==== TASK INPUT ====

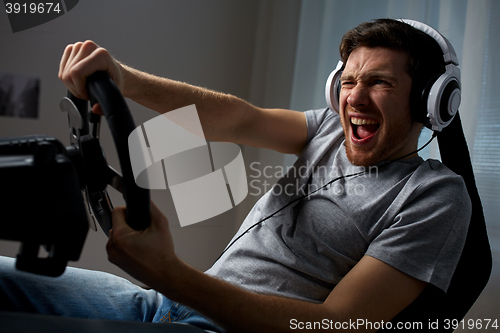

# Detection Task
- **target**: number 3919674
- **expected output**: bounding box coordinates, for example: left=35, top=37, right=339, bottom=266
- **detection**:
left=5, top=2, right=62, bottom=14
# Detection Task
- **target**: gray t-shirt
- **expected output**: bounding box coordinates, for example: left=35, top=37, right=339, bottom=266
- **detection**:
left=207, top=109, right=471, bottom=302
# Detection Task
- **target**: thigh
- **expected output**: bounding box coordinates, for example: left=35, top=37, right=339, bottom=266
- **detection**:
left=0, top=257, right=163, bottom=321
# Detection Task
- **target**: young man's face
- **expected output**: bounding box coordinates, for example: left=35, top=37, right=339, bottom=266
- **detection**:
left=339, top=47, right=422, bottom=166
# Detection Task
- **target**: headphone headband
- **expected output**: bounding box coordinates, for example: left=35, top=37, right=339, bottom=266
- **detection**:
left=325, top=19, right=461, bottom=132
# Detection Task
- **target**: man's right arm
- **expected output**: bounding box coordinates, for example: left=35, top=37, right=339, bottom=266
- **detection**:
left=59, top=41, right=307, bottom=154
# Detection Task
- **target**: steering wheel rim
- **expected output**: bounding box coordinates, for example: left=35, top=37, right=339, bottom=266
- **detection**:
left=65, top=72, right=151, bottom=234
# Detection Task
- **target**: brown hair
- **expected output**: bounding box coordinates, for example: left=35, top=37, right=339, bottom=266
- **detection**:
left=339, top=19, right=445, bottom=122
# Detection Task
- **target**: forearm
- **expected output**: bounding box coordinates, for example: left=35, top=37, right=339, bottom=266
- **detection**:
left=155, top=263, right=335, bottom=333
left=120, top=64, right=252, bottom=143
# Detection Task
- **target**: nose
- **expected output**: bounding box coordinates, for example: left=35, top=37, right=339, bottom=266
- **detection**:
left=347, top=83, right=369, bottom=108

====

**WORK REQUIRED:**
Extract every line of the material above verbatim, leaving out the picture.

**RESPONSE FOR THIS EXERCISE:**
# Detection Task
- **target**: number 3919674
- **expected output**: bounding box coordinates, for example: left=35, top=37, right=339, bottom=266
- **detection**:
left=5, top=2, right=62, bottom=14
# Detection Task
- **target**: gray t-shirt
- **expected output**: bounding box coordinates, for example: left=35, top=37, right=339, bottom=266
- **detection**:
left=207, top=109, right=471, bottom=302
# Detection Task
- **target**: thigh
- **expected output**: bounding box coordinates, for example: left=35, top=37, right=339, bottom=266
- **detection**:
left=0, top=257, right=163, bottom=321
# Detection Task
- **target**: young man's face
- **expected output**: bounding box coordinates, for example: left=35, top=37, right=339, bottom=266
- **detection**:
left=339, top=47, right=422, bottom=166
# Detection Task
- **target**: headphone headband
- **expected output**: bounding box coordinates, for example: left=35, top=37, right=339, bottom=266
- **detection**:
left=325, top=19, right=461, bottom=132
# Detection Task
- **target**: man's right arm
- **expected output**: bounding box coordinates, for example: left=35, top=37, right=339, bottom=266
- **detection**:
left=59, top=41, right=307, bottom=154
# Detection Task
- **target**: steering wheel rim
- **expected output**: bounding box coordinates, for example: left=35, top=37, right=339, bottom=266
- **detection**:
left=65, top=72, right=151, bottom=234
# Detection Task
- **target**: brown hair
- **expected output**: bounding box coordinates, for example: left=35, top=37, right=339, bottom=266
- **detection**:
left=339, top=19, right=445, bottom=122
# Detection Task
- **target**: forearm
- **expected output**: bounding box coordinates, for example: left=35, top=37, right=339, bottom=266
- **detection**:
left=155, top=263, right=335, bottom=333
left=120, top=64, right=252, bottom=143
# Detection Task
- **target**: nose
- **expected output**: bounding box coordinates, for example: left=35, top=37, right=339, bottom=266
- **detection**:
left=347, top=83, right=369, bottom=108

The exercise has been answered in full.